■ **Task description**:
Put each line of the entries below into a JSON list of strings, one string per line, skipping blank lines. Leave the picture placeholders out.

[Image segmentation entries]

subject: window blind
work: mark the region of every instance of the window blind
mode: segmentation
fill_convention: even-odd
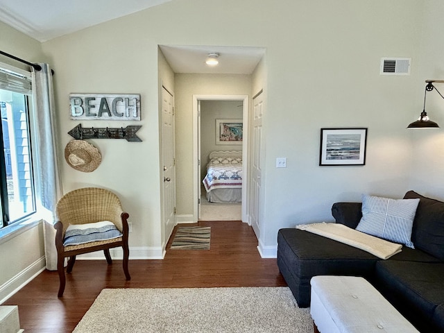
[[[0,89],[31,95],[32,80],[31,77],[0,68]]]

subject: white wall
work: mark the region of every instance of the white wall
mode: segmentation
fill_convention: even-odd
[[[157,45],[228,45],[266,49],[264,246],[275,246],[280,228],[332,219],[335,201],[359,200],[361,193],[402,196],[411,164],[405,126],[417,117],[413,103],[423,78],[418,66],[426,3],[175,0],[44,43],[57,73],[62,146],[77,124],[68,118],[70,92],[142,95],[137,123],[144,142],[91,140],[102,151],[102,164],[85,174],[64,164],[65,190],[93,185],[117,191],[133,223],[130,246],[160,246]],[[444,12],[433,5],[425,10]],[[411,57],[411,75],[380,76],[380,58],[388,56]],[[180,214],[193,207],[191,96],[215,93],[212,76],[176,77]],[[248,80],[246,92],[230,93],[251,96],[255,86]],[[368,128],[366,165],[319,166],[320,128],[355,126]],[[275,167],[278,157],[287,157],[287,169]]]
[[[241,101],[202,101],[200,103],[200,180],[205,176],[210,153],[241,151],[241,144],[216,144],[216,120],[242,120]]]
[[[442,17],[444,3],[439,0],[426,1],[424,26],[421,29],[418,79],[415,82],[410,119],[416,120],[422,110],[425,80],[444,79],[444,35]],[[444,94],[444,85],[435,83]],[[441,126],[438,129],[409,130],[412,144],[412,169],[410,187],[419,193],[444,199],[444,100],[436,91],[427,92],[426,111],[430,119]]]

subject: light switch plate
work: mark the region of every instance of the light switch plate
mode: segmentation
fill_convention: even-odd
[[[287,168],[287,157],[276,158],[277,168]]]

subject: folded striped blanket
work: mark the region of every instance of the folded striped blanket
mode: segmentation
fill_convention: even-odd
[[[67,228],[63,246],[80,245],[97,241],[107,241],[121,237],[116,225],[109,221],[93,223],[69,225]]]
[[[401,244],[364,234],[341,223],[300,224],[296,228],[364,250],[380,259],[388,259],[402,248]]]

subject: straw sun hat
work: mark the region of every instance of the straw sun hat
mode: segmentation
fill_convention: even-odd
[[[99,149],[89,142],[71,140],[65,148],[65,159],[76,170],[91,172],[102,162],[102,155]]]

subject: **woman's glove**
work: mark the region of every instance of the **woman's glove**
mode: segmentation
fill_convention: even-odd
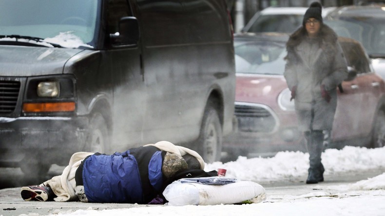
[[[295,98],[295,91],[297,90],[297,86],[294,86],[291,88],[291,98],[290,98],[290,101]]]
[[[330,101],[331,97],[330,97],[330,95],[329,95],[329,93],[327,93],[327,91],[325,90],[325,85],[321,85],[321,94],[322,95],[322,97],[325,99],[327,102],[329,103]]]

■ **Solution**:
[
  "subject: window blind",
  "work: mark the region of every instance of the window blind",
  "mode: segmentation",
  "fill_convention: even-odd",
  "[[[0,89],[31,95],[32,80],[31,77],[0,68]]]",
  "subject: white wall",
  "work: mark the region of every instance of the white wall",
  "mode: segmentation",
  "fill_convention: even-odd",
  "[[[157,45],[228,45],[266,49],[264,246],[275,246],[280,228],[332,219],[335,201],[359,200],[361,193],[402,196],[411,164],[405,126],[417,117],[413,103],[423,78],[418,66],[426,3],[175,0],[44,43],[57,73],[62,146],[77,124],[68,118],[70,92],[142,95],[137,123],[144,142],[91,140],[102,151],[102,164],[85,174],[64,164],[65,190],[93,185],[117,191],[133,223],[130,246],[160,246]],[[444,12],[433,5],[425,10]],[[411,57],[411,75],[380,76],[380,58],[388,56]],[[180,214],[193,207],[191,96],[215,93],[212,76],[176,77]],[[248,80],[246,92],[230,93],[251,96],[255,86]],[[368,128],[366,165],[319,166],[320,128],[355,126]],[[275,167],[278,157],[287,157],[287,169]]]",
  "[[[241,101],[202,101],[200,103],[200,180],[205,176],[210,153],[241,151],[241,144],[216,144],[216,120],[242,120]]]",
  "[[[442,17],[444,3],[439,0],[426,1],[424,26],[421,29],[418,79],[415,82],[410,119],[416,120],[422,110],[425,80],[444,79],[444,35]],[[444,94],[444,85],[435,83]],[[441,126],[438,129],[409,130],[412,144],[412,169],[410,187],[419,193],[444,199],[444,100],[436,91],[427,92],[426,111],[430,119]]]",
  "subject: light switch plate",
  "work: mark the region of every instance of the light switch plate",
  "mode: segmentation",
  "fill_convention: even-odd",
  "[[[287,168],[287,157],[276,158],[277,168]]]",
  "subject: folded striped blanket",
  "work: mark the region of every instance of the folded striped blanket",
  "mode: segmentation",
  "fill_convention: even-odd",
  "[[[67,228],[63,246],[80,245],[97,241],[107,241],[121,237],[116,225],[109,221],[93,223],[69,225]]]",
  "[[[401,244],[364,234],[341,223],[300,224],[296,228],[364,250],[380,259],[388,259],[402,248]]]",
  "subject: straw sun hat",
  "work: mark the region of every instance of the straw sun hat",
  "mode: segmentation",
  "fill_convention: even-odd",
  "[[[99,149],[89,142],[71,140],[65,148],[65,159],[76,170],[91,172],[102,162],[102,155]]]",
  "subject: **woman's glove**",
  "work: mark the region of every instance of the **woman's glove**",
  "mode: segmentation",
  "fill_convention: even-odd",
  "[[[295,98],[295,91],[297,90],[297,86],[294,86],[291,88],[291,98],[290,98],[290,101]]]",
  "[[[330,101],[331,97],[330,97],[330,95],[329,95],[329,93],[327,93],[327,91],[325,90],[325,85],[321,85],[321,94],[322,95],[322,97],[325,99],[327,102],[329,103]]]"
]